Stated goal 1: Find every line in the records that contains the string "tree" and copy each of those lines. Case counts.

◇ ◇ ◇ ◇ ◇

From: Baoquan He <baoquan.he@linux.dev>

This simplifies codes and makes logic clearer. And also makes later any
new swap device type being added easier to handle.

Currently there are two types of swap devices: fs and bdev.

Suggested-by: Chris Li <chrisl@kernel.org>
Signed-off-by: Baoquan He <baoquan.he@linux.dev>
[hch: updated for the new submit and can_merge abstraction]
Signed-off-by: Christoph Hellwig <hch@lst.de>
---
 include/linux/swap.h |  1 +
 mm/page_io.c         | 63 ++++++++++++++++++++++++++++----------------
 mm/swap.h            | 10 +++++++
 mm/swapfile.c        |  4 +++
 4 files changed, 55 insertions(+), 23 deletions(-)

diff --git a/include/linux/swap.h b/include/linux/swap.h
index 7a09df6977a5..0da33b803348 100644
--- a/include/linux/swap.h
+++ b/include/linux/swap.h
@@ -282,6 +282,7 @@ struct swap_info_struct {
 	struct work_struct reclaim_work; /* reclaim worker */
 	struct list_head discard_clusters; /* discard clusters list */
 	struct plist_node avail_list;   /* entry in swap_avail_head */
+	const struct swap_ops *ops;
 };
 
 static inline swp_entry_t page_swap_entry(struct page *page)
diff --git a/mm/page_io.c b/mm/page_io.c
index bbd8cf47d20d..4678a8af9f96 100644
--- a/mm/page_io.c
+++ b/mm/page_io.c
@@ -309,19 +309,7 @@ static bool swap_can_merge(struct swap_io_ctx *ctx, struct folio *folio)
 
 	if (ctx->sis != sis)
 		return false;
-
-	if (sis->flags & SWP_FS_OPS) {
-		if (swap_dev_pos(folio->swap) !=
-		    swap_dev_pos(prev_folio->swap) + prev_folio_size)
-			return false;
-	} else {
-		if (swap_folio_sector(folio) !=
-		    swap_folio_sector(prev_folio) +
-		    (prev_folio_size >> SECTOR_SHIFT))
-			return false;
-	}
-
-	return true;
+	return sis->ops->can_merge(folio, prev_folio, prev_folio_size);
 }
 
 static void swap_add_page(struct swap_io_ctx *ctx, struct folio *folio, int rw)
@@ -585,6 +573,20 @@ static void swap_bdev_submit_read(struct swap_io_ctx *ctx)

◇ ◇ ◇ ◇ ◇

Stated goal 2: Carry on the swap device patch from the point where it stops.

◇ ◇ ◇ ◇ ◇

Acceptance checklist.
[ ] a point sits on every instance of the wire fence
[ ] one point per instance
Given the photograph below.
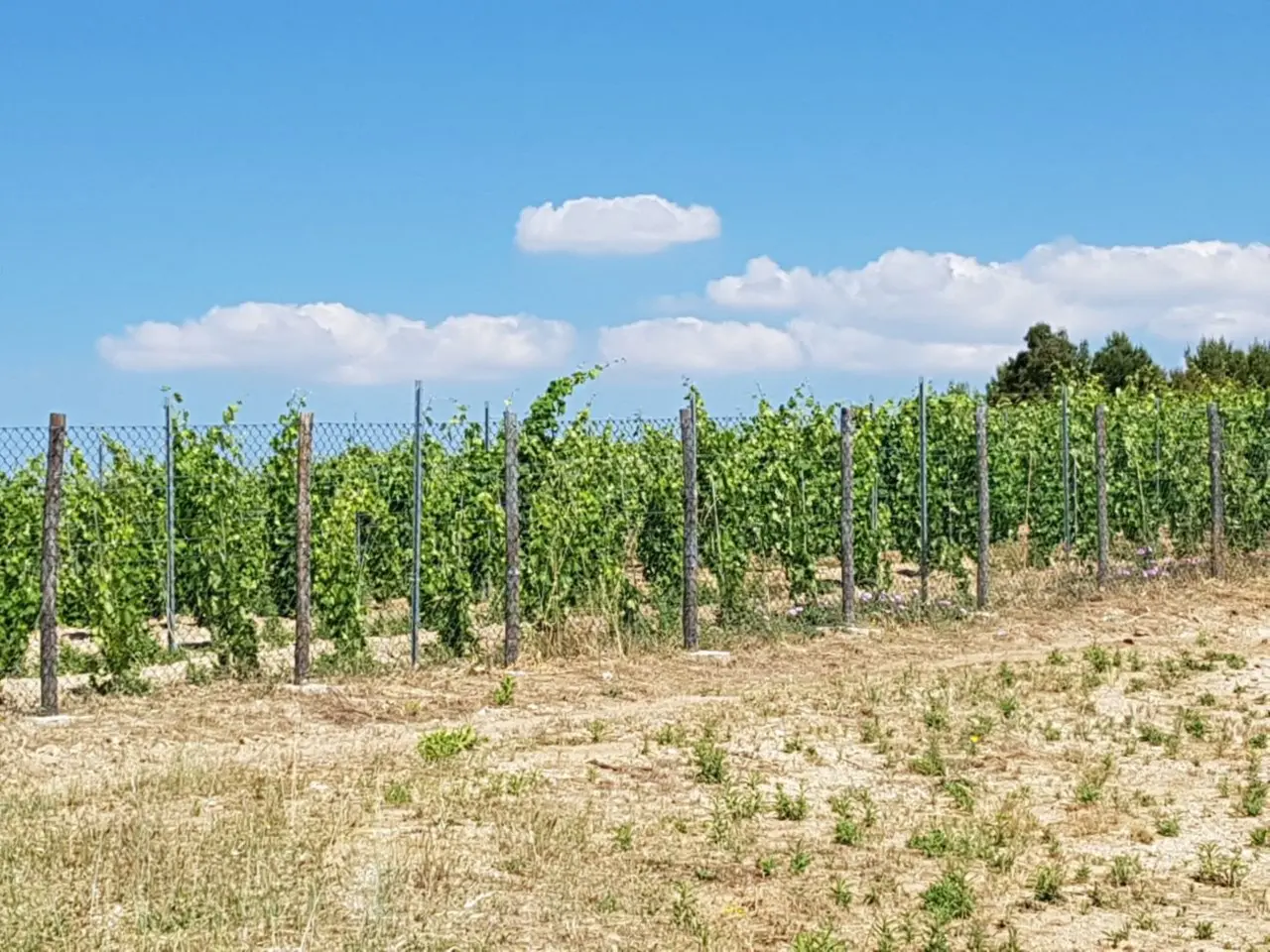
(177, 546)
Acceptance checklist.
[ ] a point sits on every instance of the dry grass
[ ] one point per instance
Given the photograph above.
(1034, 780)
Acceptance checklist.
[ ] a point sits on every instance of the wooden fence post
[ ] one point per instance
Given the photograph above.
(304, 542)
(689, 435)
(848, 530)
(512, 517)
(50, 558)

◇ ◇ ◇ ◇ ◇

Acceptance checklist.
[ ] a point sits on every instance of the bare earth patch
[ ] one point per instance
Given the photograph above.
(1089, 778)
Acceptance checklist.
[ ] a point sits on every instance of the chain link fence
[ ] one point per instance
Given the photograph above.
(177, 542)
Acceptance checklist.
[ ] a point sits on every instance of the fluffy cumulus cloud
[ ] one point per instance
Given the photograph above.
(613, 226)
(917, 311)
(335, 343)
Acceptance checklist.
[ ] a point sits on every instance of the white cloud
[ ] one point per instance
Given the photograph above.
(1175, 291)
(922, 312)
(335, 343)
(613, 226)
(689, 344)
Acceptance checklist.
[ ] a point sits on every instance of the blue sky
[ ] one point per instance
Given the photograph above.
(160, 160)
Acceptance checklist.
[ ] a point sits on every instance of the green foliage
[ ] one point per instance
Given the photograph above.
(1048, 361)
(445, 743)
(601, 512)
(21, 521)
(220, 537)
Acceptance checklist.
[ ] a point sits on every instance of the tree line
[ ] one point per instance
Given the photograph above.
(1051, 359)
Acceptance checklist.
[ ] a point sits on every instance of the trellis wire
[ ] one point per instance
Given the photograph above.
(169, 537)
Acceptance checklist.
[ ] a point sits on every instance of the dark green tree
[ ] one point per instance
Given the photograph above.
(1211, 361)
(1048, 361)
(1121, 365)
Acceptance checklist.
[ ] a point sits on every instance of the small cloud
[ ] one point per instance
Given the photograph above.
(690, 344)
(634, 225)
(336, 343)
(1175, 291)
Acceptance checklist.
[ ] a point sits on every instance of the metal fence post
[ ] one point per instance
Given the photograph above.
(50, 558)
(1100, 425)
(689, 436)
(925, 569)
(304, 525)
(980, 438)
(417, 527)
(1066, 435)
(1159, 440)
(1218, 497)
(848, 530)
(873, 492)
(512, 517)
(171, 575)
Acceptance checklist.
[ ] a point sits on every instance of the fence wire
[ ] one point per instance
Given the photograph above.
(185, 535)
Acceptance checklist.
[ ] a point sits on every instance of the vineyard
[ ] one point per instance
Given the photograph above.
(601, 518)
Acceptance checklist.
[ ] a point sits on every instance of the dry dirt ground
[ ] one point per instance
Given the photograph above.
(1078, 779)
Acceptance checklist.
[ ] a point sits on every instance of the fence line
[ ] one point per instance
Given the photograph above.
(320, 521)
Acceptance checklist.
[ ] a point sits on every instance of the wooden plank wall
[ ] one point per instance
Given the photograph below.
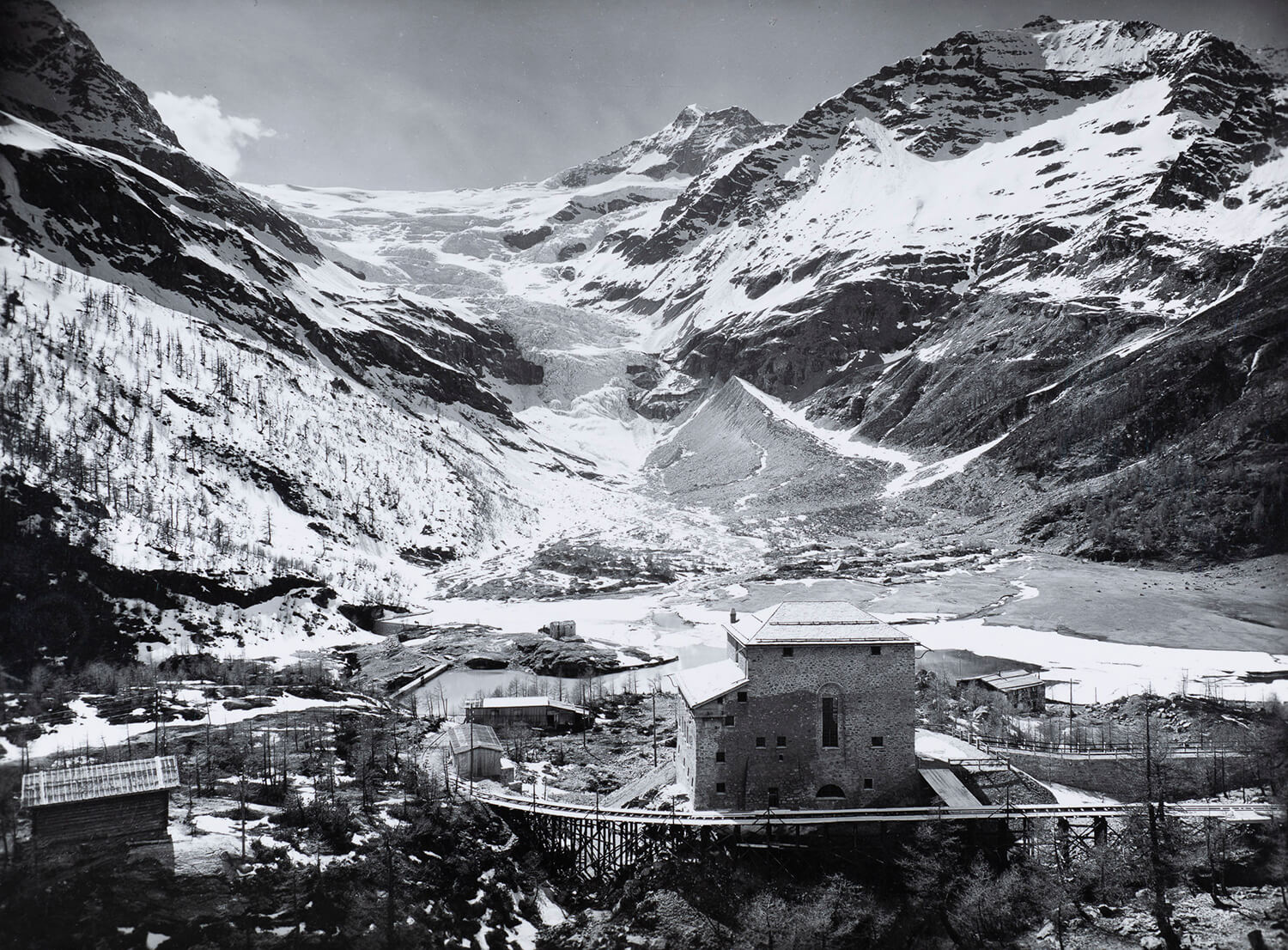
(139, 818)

◇ ◇ ◇ ◇ ◇

Exercise result 1:
[ ] a point sits on every instance of the tree line
[ ] a point sits on every instance of the dark green tree

Exercise result 2:
 	}
 }
 
+static bool swap_bdev_can_merge(struct folio *folio, struct folio *prev_folio,
+		size_t prev_folio_size)
+{
+	return swap_folio_sector(folio) ==
+		swap_folio_sector(prev_folio) +
+			(prev_folio_size >> SECTOR_SHIFT);
+}
+
+const struct swap_ops swap_bdev_ops = {
+	.submit_write		= swap_bdev_submit_write,
+	.submit_read		= swap_bdev_submit_read,
+	.can_merge		= swap_bdev_can_merge,
+};
+
 static void swap_fs_submit(struct swap_io_ctx *ctx, int rw)
 {
 	struct swap_iocb *sio = ctx->sio;
@@ -606,15 +608,34 @@ static void swap_fs_submit(struct swap_io_ctx *ctx, int rw)
 		sio->iocb.ki_complete(&sio->iocb, ret);
 }
 
+static void swap_fs_submit_write(struct swap_io_ctx *ctx)
+{
+	swap_fs_submit(ctx, WRITE);
+}
+
+static void swap_fs_submit_read(struct swap_io_ctx *ctx)
+{
+	swap_fs_submit(ctx, READ);
+}
+
+static bool swap_fs_can_merge(struct folio *folio, struct folio *prev_folio,
+		size_t prev_folio_size)
+{
+	return swap_dev_pos(folio->swap) ==
+		swap_dev_pos(prev_folio->swap) + prev_folio_size;
+}
+
+const struct swap_ops swap_fs_ops = {
+	.submit_write		= swap_fs_submit_write,
+	.submit_read		= swap_fs_submit_read,
+	.can_merge		= swap_fs_can_merge,
+};
+
 void swap_write_submit(struct swap_io_ctx *ctx)
 {
 	if (!ctx->sio)
 		return;
-
-	if (ctx->sis->flags & SWP_FS_OPS)
-		swap_fs_submit(ctx, WRITE);
-	else
-		swap_bdev_submit_write(ctx);
+	ctx->sis->ops->submit_write(ctx);
 	ctx->sio = NULL;
 	ctx->sis = NULL;
 }
@@ -623,11 +644,7 @@ void swap_read_submit(struct swap_io_ctx *ctx)
 {
 	if (!ctx->sio)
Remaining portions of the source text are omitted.